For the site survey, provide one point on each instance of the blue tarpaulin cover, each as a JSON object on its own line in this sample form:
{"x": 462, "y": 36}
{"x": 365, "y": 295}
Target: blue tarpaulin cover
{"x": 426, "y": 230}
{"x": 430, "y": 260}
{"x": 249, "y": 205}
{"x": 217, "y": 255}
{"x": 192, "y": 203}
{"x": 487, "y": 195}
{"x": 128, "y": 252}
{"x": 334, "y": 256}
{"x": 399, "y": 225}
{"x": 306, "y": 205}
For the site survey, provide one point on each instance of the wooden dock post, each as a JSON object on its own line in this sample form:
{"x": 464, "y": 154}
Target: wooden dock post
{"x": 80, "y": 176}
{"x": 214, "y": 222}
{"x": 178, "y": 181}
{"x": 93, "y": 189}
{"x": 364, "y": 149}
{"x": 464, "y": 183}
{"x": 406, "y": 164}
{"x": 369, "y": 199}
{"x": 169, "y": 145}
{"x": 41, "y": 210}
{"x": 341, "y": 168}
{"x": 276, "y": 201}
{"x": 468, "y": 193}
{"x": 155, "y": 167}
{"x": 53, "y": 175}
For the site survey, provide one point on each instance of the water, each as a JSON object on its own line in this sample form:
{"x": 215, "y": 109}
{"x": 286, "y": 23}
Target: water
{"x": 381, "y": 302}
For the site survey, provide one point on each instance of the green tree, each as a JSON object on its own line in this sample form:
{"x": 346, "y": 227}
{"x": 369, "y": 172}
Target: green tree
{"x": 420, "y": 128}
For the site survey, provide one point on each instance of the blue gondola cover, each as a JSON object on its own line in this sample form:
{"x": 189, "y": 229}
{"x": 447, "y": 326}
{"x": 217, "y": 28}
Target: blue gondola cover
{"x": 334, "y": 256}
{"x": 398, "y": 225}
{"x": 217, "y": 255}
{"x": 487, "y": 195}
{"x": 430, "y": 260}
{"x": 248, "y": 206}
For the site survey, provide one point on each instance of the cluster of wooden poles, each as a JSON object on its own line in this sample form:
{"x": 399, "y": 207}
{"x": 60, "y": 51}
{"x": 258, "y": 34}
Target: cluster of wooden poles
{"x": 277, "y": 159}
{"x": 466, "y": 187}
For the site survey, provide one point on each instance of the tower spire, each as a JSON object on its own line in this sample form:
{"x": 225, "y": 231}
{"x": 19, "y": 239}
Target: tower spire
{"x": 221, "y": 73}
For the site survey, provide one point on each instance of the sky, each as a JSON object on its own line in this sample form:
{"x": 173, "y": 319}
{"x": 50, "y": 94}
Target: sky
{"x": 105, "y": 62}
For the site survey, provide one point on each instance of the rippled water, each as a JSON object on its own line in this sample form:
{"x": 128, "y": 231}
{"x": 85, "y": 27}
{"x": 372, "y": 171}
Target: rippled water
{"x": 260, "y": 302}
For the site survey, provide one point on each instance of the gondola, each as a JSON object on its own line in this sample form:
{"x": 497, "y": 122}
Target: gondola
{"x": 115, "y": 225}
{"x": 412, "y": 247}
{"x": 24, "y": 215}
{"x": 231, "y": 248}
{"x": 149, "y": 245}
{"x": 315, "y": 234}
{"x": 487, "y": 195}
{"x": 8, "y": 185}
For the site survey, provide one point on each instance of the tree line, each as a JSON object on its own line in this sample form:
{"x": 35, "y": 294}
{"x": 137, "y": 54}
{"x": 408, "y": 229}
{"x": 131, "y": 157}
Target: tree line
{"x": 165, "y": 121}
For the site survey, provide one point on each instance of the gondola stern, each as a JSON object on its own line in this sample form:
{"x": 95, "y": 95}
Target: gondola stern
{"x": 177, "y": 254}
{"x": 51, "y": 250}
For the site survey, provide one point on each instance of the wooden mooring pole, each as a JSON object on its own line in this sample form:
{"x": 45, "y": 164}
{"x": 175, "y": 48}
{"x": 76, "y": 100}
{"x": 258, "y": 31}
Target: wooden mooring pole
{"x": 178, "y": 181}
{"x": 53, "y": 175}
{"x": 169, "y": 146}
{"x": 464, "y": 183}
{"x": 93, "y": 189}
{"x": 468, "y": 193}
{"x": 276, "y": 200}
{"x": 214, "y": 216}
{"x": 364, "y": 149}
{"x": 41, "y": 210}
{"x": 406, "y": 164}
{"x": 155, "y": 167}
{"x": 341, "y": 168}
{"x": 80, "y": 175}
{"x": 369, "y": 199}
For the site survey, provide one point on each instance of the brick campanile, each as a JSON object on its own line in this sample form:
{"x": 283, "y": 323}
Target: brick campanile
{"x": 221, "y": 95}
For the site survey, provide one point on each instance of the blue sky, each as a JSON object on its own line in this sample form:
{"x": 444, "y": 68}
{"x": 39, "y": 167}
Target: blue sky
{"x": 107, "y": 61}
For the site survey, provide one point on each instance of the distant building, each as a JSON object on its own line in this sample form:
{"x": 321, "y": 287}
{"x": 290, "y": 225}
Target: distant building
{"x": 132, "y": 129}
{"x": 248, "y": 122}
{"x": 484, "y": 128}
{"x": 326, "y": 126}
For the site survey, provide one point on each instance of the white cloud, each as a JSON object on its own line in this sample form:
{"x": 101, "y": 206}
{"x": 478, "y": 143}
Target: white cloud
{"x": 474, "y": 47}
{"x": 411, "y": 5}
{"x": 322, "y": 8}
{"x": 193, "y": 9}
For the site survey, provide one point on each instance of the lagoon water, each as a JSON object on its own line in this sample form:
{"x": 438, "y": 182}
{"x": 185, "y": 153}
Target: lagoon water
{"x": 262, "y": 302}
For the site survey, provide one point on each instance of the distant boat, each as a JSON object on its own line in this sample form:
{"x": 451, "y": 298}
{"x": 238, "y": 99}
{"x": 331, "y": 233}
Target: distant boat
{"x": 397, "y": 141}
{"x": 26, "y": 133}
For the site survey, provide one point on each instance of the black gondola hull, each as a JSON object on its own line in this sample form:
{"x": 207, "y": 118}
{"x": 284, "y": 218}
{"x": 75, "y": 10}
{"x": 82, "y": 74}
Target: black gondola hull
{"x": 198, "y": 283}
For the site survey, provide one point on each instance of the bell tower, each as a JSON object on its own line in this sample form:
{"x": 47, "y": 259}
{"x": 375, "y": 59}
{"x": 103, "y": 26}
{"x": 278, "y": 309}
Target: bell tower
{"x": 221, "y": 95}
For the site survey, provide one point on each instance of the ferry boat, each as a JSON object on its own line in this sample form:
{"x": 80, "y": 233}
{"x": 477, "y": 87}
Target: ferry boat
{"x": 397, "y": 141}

= = = =

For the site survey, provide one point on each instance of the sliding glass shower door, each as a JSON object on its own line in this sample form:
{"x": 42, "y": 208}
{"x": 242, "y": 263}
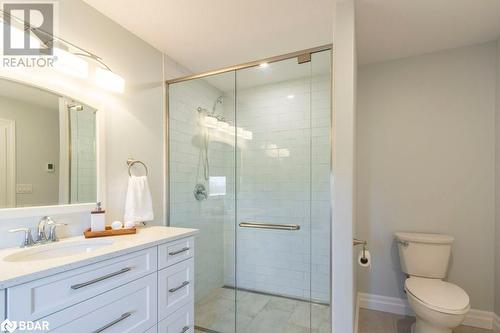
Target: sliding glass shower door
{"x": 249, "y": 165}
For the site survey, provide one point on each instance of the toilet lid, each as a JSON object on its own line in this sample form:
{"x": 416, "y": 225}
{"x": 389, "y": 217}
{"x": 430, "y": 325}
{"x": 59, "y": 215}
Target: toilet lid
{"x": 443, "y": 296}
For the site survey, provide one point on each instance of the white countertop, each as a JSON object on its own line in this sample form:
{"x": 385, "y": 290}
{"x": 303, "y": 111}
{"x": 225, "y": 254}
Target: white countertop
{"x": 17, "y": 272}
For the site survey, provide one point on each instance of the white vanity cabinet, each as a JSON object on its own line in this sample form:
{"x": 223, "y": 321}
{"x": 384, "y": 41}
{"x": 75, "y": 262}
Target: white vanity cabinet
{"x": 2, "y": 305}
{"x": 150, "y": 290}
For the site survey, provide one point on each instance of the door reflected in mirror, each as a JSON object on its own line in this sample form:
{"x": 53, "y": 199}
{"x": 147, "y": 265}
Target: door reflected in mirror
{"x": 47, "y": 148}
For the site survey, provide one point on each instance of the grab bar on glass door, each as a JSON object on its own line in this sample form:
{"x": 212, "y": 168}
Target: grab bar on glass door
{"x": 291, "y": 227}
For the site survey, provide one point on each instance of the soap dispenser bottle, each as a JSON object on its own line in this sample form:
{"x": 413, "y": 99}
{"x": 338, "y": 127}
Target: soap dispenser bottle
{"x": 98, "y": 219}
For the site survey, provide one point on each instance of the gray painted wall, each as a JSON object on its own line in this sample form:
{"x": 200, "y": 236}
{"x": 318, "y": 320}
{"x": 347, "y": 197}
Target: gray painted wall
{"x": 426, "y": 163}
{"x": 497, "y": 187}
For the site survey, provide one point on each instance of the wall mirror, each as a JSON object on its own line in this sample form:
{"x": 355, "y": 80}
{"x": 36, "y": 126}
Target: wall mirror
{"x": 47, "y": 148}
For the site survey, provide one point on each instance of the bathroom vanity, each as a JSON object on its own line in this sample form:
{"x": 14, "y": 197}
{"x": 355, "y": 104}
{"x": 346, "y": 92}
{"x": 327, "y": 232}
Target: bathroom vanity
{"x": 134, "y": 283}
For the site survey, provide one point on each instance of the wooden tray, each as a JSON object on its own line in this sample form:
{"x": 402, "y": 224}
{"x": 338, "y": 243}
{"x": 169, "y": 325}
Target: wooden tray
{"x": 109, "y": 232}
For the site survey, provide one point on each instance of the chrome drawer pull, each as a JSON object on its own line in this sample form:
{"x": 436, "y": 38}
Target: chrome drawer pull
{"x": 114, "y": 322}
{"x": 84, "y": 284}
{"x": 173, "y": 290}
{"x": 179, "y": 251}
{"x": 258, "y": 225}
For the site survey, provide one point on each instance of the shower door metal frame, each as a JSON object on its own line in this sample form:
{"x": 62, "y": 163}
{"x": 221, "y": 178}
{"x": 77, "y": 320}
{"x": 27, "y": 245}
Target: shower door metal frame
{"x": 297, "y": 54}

= = = =

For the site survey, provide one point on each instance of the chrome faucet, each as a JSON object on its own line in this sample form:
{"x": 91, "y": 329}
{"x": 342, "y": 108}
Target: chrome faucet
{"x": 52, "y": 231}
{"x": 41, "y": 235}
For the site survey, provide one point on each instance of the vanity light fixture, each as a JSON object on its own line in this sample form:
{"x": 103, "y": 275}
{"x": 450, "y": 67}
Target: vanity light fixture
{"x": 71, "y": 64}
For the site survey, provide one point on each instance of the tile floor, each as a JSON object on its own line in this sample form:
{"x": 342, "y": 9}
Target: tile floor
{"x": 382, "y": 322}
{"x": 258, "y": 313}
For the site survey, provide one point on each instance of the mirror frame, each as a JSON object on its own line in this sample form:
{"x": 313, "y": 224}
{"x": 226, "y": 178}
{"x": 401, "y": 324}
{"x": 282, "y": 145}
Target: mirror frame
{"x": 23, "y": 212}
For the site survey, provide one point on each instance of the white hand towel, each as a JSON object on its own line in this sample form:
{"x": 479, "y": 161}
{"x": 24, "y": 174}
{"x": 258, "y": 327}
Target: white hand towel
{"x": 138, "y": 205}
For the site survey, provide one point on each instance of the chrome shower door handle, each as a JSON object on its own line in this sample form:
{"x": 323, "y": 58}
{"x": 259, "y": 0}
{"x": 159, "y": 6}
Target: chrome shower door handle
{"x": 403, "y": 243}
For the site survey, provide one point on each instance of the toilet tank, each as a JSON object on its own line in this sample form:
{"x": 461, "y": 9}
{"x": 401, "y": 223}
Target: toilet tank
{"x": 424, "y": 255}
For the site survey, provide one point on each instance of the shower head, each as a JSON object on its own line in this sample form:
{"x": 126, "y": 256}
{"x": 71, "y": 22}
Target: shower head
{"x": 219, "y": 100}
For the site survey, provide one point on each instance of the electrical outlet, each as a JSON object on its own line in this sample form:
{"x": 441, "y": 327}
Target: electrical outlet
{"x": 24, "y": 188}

= = = =

Please pull out every line in the items above that contains the word "soap", and copy each one in full.

_Response to the task_:
For the site survey, provide one point on each instance of the soap dispenser bottle, each as a JSON object on its own line in this sample form:
Target: soap dispenser bottle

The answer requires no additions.